• AIM OF THE TASK
The response should contain only those lines of the entries below that include the string "marker".

|---|

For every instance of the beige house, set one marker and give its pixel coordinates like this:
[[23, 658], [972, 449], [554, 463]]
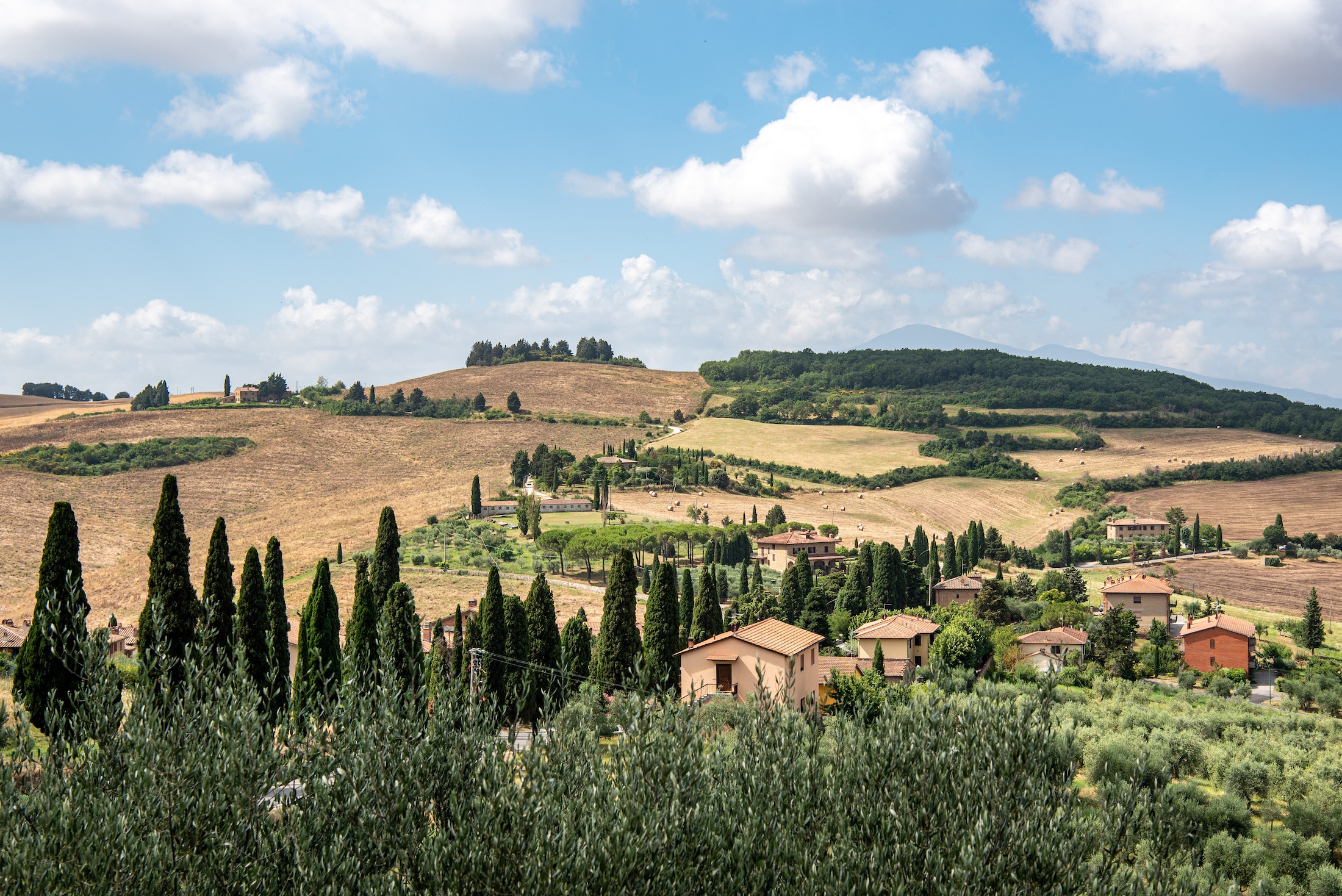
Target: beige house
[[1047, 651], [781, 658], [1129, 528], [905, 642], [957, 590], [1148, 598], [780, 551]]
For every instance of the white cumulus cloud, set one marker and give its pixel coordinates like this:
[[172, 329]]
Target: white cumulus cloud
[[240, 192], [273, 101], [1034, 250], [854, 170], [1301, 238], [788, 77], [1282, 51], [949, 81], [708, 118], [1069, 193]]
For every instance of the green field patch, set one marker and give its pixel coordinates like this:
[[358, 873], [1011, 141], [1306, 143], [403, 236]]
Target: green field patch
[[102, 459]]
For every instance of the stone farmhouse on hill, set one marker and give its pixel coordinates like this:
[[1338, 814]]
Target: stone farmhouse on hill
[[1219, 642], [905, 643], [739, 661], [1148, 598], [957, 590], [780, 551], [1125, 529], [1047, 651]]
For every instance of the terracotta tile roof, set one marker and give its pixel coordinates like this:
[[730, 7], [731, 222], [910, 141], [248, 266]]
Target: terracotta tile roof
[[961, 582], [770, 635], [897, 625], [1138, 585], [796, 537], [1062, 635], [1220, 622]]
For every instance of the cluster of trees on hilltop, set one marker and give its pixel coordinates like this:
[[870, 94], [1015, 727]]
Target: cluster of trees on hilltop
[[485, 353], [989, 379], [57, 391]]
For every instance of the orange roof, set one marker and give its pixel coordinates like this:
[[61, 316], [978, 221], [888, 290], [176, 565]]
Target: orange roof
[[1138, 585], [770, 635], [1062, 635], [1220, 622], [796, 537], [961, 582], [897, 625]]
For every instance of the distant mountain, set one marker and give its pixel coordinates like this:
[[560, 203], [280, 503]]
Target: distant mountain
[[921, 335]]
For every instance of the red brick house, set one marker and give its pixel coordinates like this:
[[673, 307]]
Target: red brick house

|---|

• REPLY TO THE TASK
For every instance of the beige house, set one marker and give its pixel coordinates like this:
For every instance of the white cumulus cloud, set one marker and give its pixel coordinates like this:
For every instance of the green field patch, set one marker and give its pixel coordinates like this:
For every instance of the stone farmhouse on hill, set one marker and give its pixel coordinates like this:
For every instance of the terracotta tile roof, set one marker and give its pixel coordinates like this:
For every instance of the cluster of trees on hilltop, set one marker and give its pixel coordinates like this:
For every instance of the orange roof, set one marker and give its pixel coordinates like this:
For every instance of the distant mountain, set one marker and give its pixel coordinates like this:
For every instance of the red brick house, set one marker and give its pixel coordinates like this:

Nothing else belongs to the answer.